* _Provided text_
####################

Jennifer´s story is somewhat different. This strong young woman has a boyfriend and family who is supporting her but explained she came to the foundation when she was depressed about her situation. She is only 17 years old and was shocked when she became pregnant despite being very casual about using protection of which she admits she rarely used with her boyfriend when they had sex. She revealed to us that her father was absent when she was growing up and took the path of drugs. I asked if she regretted getting pregnant at such a young age and she said she did at the time but now she has her little baby girl she doesn´t regret it and interestingly said that her little baby girl now fills a void that her father couldn´t.
“Manana, manana,” seems to be the answer I am hearing a lot here.
I am not knocking Colombian work ethic as I am mightily impressed how hard these people work and the hours they endure. It is not like slave labour or anything. Most Colombiano`s work 9-5 but their attitude seems to be work hard play hard and yet when it comes to their sense of urgency or track of time, there seems to be very little.

####################

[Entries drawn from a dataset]
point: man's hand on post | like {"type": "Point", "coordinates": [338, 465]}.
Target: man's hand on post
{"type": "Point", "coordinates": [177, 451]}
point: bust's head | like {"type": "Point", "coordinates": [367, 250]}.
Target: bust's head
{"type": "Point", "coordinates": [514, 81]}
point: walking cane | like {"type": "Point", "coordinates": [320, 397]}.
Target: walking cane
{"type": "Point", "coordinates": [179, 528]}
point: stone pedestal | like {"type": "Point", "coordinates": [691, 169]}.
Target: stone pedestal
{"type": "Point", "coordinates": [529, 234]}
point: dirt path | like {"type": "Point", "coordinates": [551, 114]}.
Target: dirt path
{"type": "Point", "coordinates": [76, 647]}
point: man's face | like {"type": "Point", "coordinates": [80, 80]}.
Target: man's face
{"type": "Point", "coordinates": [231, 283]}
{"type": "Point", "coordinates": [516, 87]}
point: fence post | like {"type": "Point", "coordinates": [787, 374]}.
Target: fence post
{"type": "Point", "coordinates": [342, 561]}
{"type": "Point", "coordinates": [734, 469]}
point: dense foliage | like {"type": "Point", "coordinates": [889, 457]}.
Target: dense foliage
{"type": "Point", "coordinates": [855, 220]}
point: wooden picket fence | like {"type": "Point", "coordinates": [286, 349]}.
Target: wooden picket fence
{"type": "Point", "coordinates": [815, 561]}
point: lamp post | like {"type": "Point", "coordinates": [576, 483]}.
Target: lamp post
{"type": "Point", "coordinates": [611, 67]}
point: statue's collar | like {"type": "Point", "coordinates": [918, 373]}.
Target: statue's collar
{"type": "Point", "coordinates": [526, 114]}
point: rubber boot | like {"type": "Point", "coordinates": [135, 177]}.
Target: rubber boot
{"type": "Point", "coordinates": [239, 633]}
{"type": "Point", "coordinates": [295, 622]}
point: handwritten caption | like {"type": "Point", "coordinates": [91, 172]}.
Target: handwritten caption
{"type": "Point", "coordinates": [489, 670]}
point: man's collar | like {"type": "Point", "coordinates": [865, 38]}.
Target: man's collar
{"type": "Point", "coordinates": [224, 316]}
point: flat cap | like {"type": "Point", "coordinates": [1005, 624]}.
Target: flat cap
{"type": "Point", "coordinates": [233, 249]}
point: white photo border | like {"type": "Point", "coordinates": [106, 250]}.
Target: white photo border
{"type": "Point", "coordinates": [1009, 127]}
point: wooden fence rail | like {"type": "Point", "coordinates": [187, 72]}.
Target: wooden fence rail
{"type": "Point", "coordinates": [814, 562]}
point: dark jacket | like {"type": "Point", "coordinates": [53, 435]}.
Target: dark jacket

####################

* _Problem description_
According to the text about Jennifer and Colombia, how old is Jennifer?

* _Exercise result_
She is 17 years old.